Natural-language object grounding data
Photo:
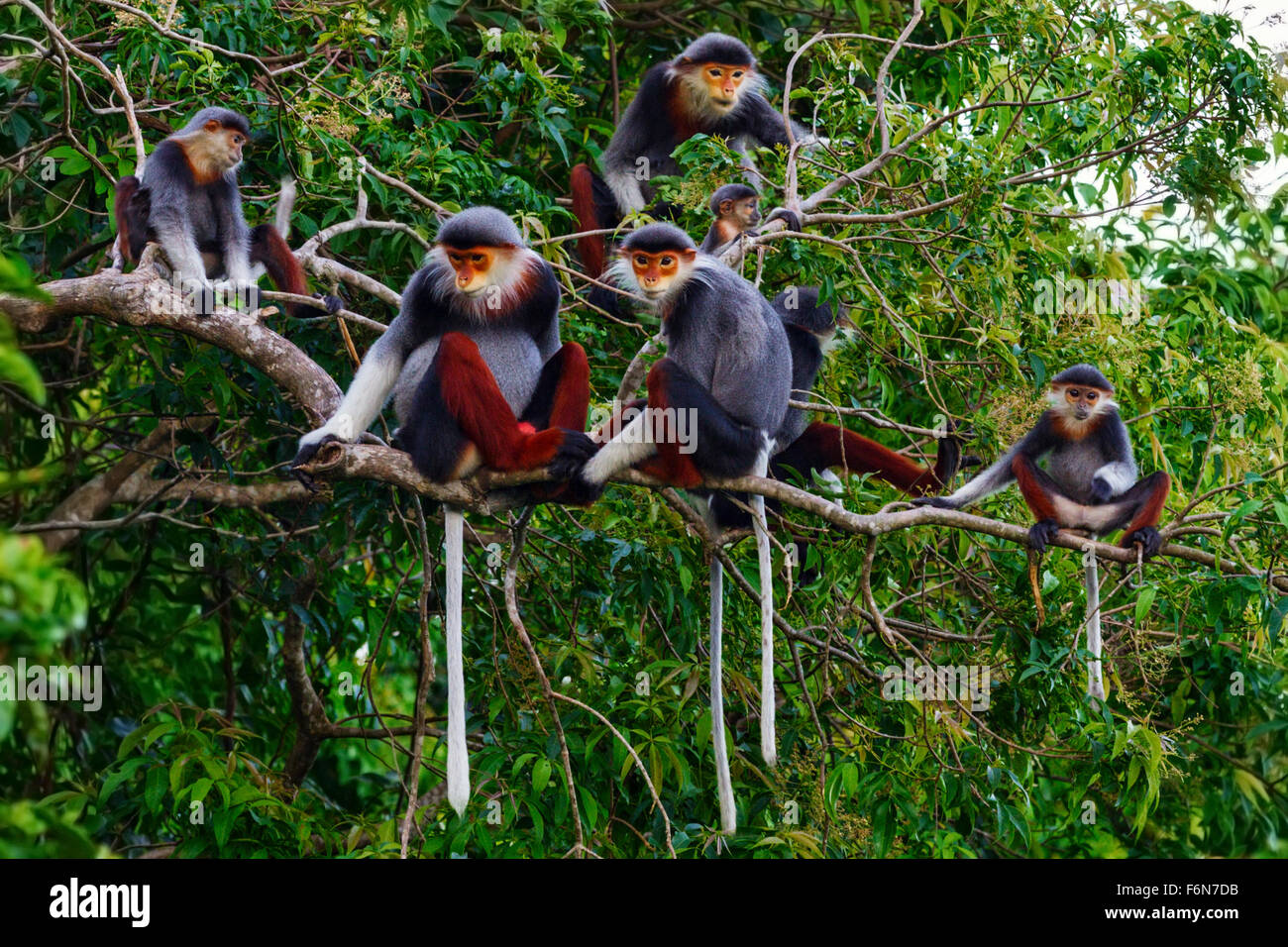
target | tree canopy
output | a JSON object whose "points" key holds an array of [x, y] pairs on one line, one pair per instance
{"points": [[1006, 188]]}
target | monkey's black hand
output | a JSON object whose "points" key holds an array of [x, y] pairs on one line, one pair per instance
{"points": [[572, 455], [204, 300], [570, 464], [1042, 532], [787, 217], [1100, 489], [1147, 538], [303, 457]]}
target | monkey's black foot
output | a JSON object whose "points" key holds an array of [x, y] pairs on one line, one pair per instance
{"points": [[1147, 538], [1042, 534], [787, 217], [1100, 489]]}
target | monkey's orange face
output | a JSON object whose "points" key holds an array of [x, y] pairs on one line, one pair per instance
{"points": [[475, 268], [224, 145], [724, 84], [657, 272], [1081, 402]]}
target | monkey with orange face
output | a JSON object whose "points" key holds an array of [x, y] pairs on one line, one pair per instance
{"points": [[473, 361], [480, 379], [188, 202], [711, 88]]}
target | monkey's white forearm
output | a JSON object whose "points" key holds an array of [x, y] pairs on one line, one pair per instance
{"points": [[631, 445], [1120, 475], [237, 262], [366, 395]]}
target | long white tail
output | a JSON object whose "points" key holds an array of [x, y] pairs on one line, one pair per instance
{"points": [[724, 785], [458, 754], [768, 705], [1091, 579]]}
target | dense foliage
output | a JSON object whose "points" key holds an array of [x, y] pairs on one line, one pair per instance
{"points": [[1022, 146]]}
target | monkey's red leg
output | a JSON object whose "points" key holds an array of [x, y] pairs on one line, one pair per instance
{"points": [[824, 446], [561, 401], [473, 399], [1050, 506], [1150, 493], [562, 398], [1039, 491], [268, 248]]}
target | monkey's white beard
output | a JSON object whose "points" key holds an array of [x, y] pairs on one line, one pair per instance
{"points": [[703, 266], [362, 402], [506, 282], [697, 99], [1080, 425]]}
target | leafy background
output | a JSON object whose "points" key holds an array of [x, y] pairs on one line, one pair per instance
{"points": [[1089, 141]]}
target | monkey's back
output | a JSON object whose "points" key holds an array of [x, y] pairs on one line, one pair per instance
{"points": [[728, 337], [1073, 464]]}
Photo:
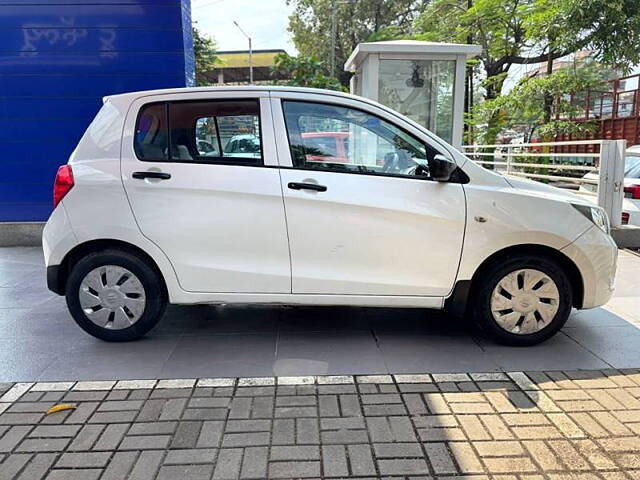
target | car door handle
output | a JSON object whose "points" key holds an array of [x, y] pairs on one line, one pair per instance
{"points": [[307, 186], [158, 175]]}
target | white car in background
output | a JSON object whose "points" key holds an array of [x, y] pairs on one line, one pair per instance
{"points": [[631, 201], [142, 218]]}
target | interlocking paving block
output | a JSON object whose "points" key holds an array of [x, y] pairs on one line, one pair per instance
{"points": [[518, 425]]}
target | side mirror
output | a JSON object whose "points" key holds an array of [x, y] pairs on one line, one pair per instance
{"points": [[441, 168]]}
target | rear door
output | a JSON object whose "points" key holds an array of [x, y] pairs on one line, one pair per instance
{"points": [[373, 223], [218, 216]]}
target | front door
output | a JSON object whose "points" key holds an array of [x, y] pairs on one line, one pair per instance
{"points": [[372, 222], [201, 179]]}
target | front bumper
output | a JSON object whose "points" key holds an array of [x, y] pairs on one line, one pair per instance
{"points": [[596, 255], [55, 279]]}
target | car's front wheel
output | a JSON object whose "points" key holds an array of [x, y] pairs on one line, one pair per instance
{"points": [[115, 296], [523, 300]]}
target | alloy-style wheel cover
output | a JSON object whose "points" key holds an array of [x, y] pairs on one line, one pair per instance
{"points": [[112, 297], [525, 301]]}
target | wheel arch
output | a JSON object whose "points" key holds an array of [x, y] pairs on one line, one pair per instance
{"points": [[58, 280], [461, 298]]}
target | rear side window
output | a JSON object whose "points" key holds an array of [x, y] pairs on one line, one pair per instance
{"points": [[346, 140], [226, 132]]}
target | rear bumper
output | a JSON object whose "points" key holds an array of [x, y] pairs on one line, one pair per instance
{"points": [[596, 255], [55, 279]]}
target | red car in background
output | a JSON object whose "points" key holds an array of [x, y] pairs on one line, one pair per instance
{"points": [[333, 146]]}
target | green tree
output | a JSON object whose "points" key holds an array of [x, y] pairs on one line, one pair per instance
{"points": [[303, 72], [204, 50], [524, 104], [518, 32], [356, 21]]}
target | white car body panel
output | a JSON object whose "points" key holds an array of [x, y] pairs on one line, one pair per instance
{"points": [[370, 234], [404, 264], [228, 231]]}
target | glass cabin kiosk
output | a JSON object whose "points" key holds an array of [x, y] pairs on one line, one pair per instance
{"points": [[422, 80]]}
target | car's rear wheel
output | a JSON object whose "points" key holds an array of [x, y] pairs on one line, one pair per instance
{"points": [[115, 296], [523, 300]]}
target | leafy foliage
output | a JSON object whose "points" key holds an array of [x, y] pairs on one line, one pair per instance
{"points": [[204, 49], [304, 72]]}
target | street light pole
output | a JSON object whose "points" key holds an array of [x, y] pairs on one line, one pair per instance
{"points": [[250, 52]]}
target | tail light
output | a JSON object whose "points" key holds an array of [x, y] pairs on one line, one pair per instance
{"points": [[625, 218], [632, 191], [63, 183]]}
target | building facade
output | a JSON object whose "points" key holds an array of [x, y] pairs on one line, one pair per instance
{"points": [[58, 58]]}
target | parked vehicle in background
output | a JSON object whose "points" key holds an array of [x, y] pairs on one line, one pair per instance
{"points": [[631, 201], [242, 146], [142, 218], [327, 146]]}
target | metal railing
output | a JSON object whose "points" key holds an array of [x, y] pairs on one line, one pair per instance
{"points": [[544, 162]]}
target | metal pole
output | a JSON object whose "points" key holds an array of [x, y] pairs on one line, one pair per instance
{"points": [[250, 52], [333, 38], [250, 63]]}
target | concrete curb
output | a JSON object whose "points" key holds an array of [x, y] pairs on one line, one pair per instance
{"points": [[23, 234]]}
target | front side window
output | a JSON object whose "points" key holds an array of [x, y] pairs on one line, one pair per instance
{"points": [[337, 138], [200, 132], [152, 137]]}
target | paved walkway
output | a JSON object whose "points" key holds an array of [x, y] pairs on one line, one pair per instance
{"points": [[578, 425]]}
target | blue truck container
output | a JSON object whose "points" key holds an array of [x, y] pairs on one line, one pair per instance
{"points": [[58, 58]]}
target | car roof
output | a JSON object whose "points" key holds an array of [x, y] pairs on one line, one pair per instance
{"points": [[634, 149], [232, 88]]}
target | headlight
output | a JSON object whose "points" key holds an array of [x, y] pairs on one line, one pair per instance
{"points": [[596, 214]]}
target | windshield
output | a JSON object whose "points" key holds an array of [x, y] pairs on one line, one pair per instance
{"points": [[632, 166]]}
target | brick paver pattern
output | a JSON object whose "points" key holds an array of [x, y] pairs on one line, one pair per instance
{"points": [[516, 426]]}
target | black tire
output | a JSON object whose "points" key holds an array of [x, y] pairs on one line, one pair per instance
{"points": [[150, 278], [495, 273]]}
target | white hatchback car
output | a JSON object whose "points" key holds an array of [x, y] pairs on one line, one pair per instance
{"points": [[631, 200], [404, 220]]}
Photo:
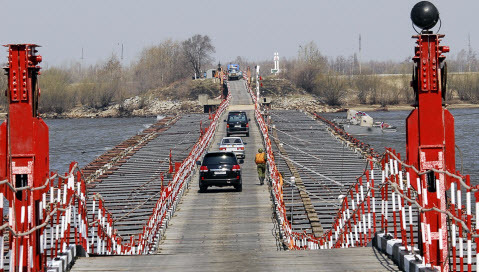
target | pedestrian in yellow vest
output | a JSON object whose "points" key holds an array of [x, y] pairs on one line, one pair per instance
{"points": [[260, 160]]}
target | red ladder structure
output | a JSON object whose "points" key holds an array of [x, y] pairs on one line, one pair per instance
{"points": [[24, 158]]}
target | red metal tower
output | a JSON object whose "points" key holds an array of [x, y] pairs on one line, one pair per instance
{"points": [[24, 159], [430, 143]]}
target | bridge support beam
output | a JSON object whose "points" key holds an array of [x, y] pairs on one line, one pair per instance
{"points": [[24, 159], [430, 144]]}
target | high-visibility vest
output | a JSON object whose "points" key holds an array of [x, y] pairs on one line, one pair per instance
{"points": [[260, 158]]}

Directions ::
What is needed is an exact reproduction of the data, pictures excluded.

Worked solution ::
Photo:
target | tree canopy
output | a JSON object whose "points" key holds an array of [x, y] pairs on one line, one pair per instance
{"points": [[1006, 188]]}
target | monkey's black hand
output | a JSON object whose "points" key holds an array of [x, y] pairs on one line, one pair per instance
{"points": [[572, 455], [204, 300], [570, 464], [1042, 532], [787, 217], [1100, 489], [1147, 538], [303, 457]]}
target | monkey's black foot
output | a JSON object whose "points" key holds an array of [x, y] pairs on one line, one pair per instance
{"points": [[1147, 538], [1042, 534], [787, 217], [1100, 489]]}
target | monkey's orange face
output | a JSON object whose "points" key holds an array of [x, y] pairs on one line, one pair per instance
{"points": [[475, 268], [224, 145], [724, 84], [657, 272], [1081, 402]]}
target | monkey with orange face
output | a JSON object whose "points" key holds an array of [x, y] pairs on one line, one pair per instance
{"points": [[473, 361], [480, 379], [188, 202], [711, 88]]}
target | monkey's white forearm
output | a JSON object whose "points" key holds an array of [x, y] pairs on one line, one pair per instance
{"points": [[631, 445], [1120, 475], [237, 262], [366, 395]]}
target | long white tail
output | a JSON object whose "points" key holds an array of [x, y] pairs on one line, one pair per instance
{"points": [[724, 785], [458, 754], [768, 705], [1091, 579]]}
target | dense foliage
output | a JSON object whose "points" key holds an array of [x, y] pairs on one line, one pair per instance
{"points": [[1022, 146]]}
target | monkey's red leg
output | a JSON object whose "points" key holds an array of [x, y] pairs on one line, one pair per instance
{"points": [[824, 446], [561, 401], [473, 399], [1050, 506], [1150, 493], [562, 398], [1039, 491], [268, 248]]}
target | monkey's white beard
output | a JSON object whose "points" key holds an array of [x, y] pairs on one line, one pair per instance
{"points": [[703, 266], [362, 402], [506, 282], [697, 99], [1080, 425]]}
target | leafy background
output | a JSON object whose "points" key holds an array of [x, y] pairs on one line, one pair per instance
{"points": [[1089, 141]]}
target | monkey's back
output | a JSON object whose "points" key holds an array of [x, y] pairs on one line, one pair per instance
{"points": [[728, 337], [1073, 464]]}
Photo:
target | car door handle
output | a JSON object whose "points" key holds an array of [x, y] pairs on one line, one pair per instance
{"points": [[307, 186], [158, 175]]}
target | white car in background
output | a JSON object whose "points" key holds an array of [x, y] pairs on one line, one pair per instance
{"points": [[631, 201], [142, 218]]}
target | interlocking paving block
output | a JSON object whose "points" key holds an array of [x, y] pairs on one line, one pair per instance
{"points": [[518, 425]]}
target | side mirror
output | a JSON object whose "points" key holds an array of [x, y] pairs on one line, one pair per instance
{"points": [[441, 168]]}
target | rear door
output | a JSON object whose "points" key holds an array of [x, y] pairs on one line, one pair per instance
{"points": [[373, 223], [218, 216]]}
target | front door
output | a JSON object whose "points" key holds an array of [x, y] pairs on one line, one pair per instance
{"points": [[372, 222], [201, 179]]}
target | front bumper
output | a JSON object whose "points" key holds an array of [x, y] pairs on one line, one pair per instance
{"points": [[596, 255], [55, 279]]}
target | car's front wheel
output | a JSON object whose "points" key holds an array of [x, y] pairs on one line, one pair per instance
{"points": [[115, 296], [523, 300]]}
target | alloy-style wheel cover
output | a JSON object whose "points" key holds an array of [x, y] pairs on one line, one pair per instance
{"points": [[112, 297], [525, 301]]}
target | wheel arch
output | a JSON object whose "points" key holds an array of [x, y] pairs on one line, one pair per instance
{"points": [[58, 280], [461, 298]]}
target | rear side window
output | a JSON object whose "points" key holds an array of [x, y] pairs on one line, one pair per instance
{"points": [[346, 140], [226, 132]]}
target | rear bumper
output | a JSON object whose "points" key holds an array of [x, y] pairs on one line, one pair per instance
{"points": [[596, 255], [55, 279]]}
target | red car in background
output | a JSON object whose "points" key holds an array of [x, y] pairs on one line, one pair per instance
{"points": [[333, 146]]}
target | green tree
output | a JSON object whose "points" key holds an array of [x, y] pairs on one line, one pair per instance
{"points": [[303, 72], [204, 50], [524, 104], [518, 32], [356, 21]]}
target | white car body panel
output | a JSON object whose "points" key holds an array of [x, y] pairs on one line, one pair per instance
{"points": [[370, 234], [404, 264], [228, 231]]}
target | glass cabin kiosk
output | a JSON object whose "points" key holds an array of [x, y] pairs on one line, one pair per instance
{"points": [[422, 80]]}
target | car's rear wheel
output | a JSON object whose "points" key holds an array of [x, y] pairs on one line, one pair per instance
{"points": [[115, 296], [523, 300]]}
target | leafy foliage
output | a JSON object whose "points" key holds an array of [x, y] pairs on one line, one pair per instance
{"points": [[204, 49], [304, 72]]}
target | street light pole
output | a JSON object whose "points" key holds an array of [x, y] pairs on one line, one pair per instance
{"points": [[250, 52]]}
target | tail light
output | a JSON object whose "points" key holds an array of [x, y] pairs on one line, one pair per instance
{"points": [[625, 218], [632, 191], [63, 183]]}
target | building facade
output | a JSON object whose "points" key holds an array of [x, y] pairs on one line, one pair per instance
{"points": [[58, 58]]}
target | parked vehicle in background
output | a JSON object whose "points" key holds an array of [x, y] pairs on one line, one pair per instance
{"points": [[631, 201], [242, 146], [142, 218], [327, 146]]}
target | metal railing
output | a JSON object whose "points" key holds an array of [x, y] pairs on one line, one pair per instance
{"points": [[544, 162]]}
target | metal pole
output | a JSON object whose "points" key holds an array of [x, y] pairs on one line, one pair per instance
{"points": [[250, 52], [333, 38], [250, 63]]}
target | concrete curb
output | a JSON object whose "points" key holds an array of [x, y] pairs on one line, one pair per instance
{"points": [[23, 234]]}
target | front side window
output | a JSON object whose "points" key holds an array of [x, y] pairs on one line, one pair per instance
{"points": [[337, 138], [200, 132], [152, 137]]}
target | paved walkway
output | a JSON object whose "points" key holds an array of [x, y] pairs on one line, one pair per instance
{"points": [[578, 425]]}
target | blue truck container
output | a JSON object whose "points" key holds an array of [x, y] pairs on one line, one pair per instance
{"points": [[58, 58]]}
target | car roof
output | a JSON object whose "points" key holds an array of [x, y] pairs on one line, one pair per instance
{"points": [[634, 149], [232, 88]]}
target | headlight
output | a JSON object whose "points" key holds an array of [x, y] pairs on one line, one pair per instance
{"points": [[596, 214]]}
target | windshield
output | a JSON object whose "points" key holds an array of [x, y] pairs on one line, one pair per instance
{"points": [[632, 166]]}
target | brick paver pattern
output | a JSON object whose "points" key holds an array of [x, y] pairs on one line, one pair per instance
{"points": [[516, 426]]}
target | black tire
output | a JSON object whose "points" key holds an array of [x, y] pairs on one line, one pair per instance
{"points": [[150, 278], [495, 273]]}
target | white hatchback car
output | a JSON object whose "points" key holds an array of [x, y] pairs on one line, one pair per instance
{"points": [[631, 200], [404, 220]]}
Photo:
target | pedestrian in yellow vest
output | a JSON object whose "points" key holds an array of [x, y] pairs on one line, one pair per instance
{"points": [[260, 160]]}
target | red ladder structure
output | a JSON object whose "points" key holds an array of [x, y] pairs on one line, one pair per instance
{"points": [[24, 158]]}
target | red metal tower
output | a JSON object whose "points" key holds an array of [x, y] pairs on one line, one pair per instance
{"points": [[24, 159], [430, 143]]}
target | bridge support beam
output | a JSON object whose "points" key holds an array of [x, y] pairs on one line, one pair per instance
{"points": [[24, 159], [430, 144]]}
target | high-visibility vest
output | a JSON object whose "points" key holds an array of [x, y] pairs on one line, one pair per instance
{"points": [[260, 158]]}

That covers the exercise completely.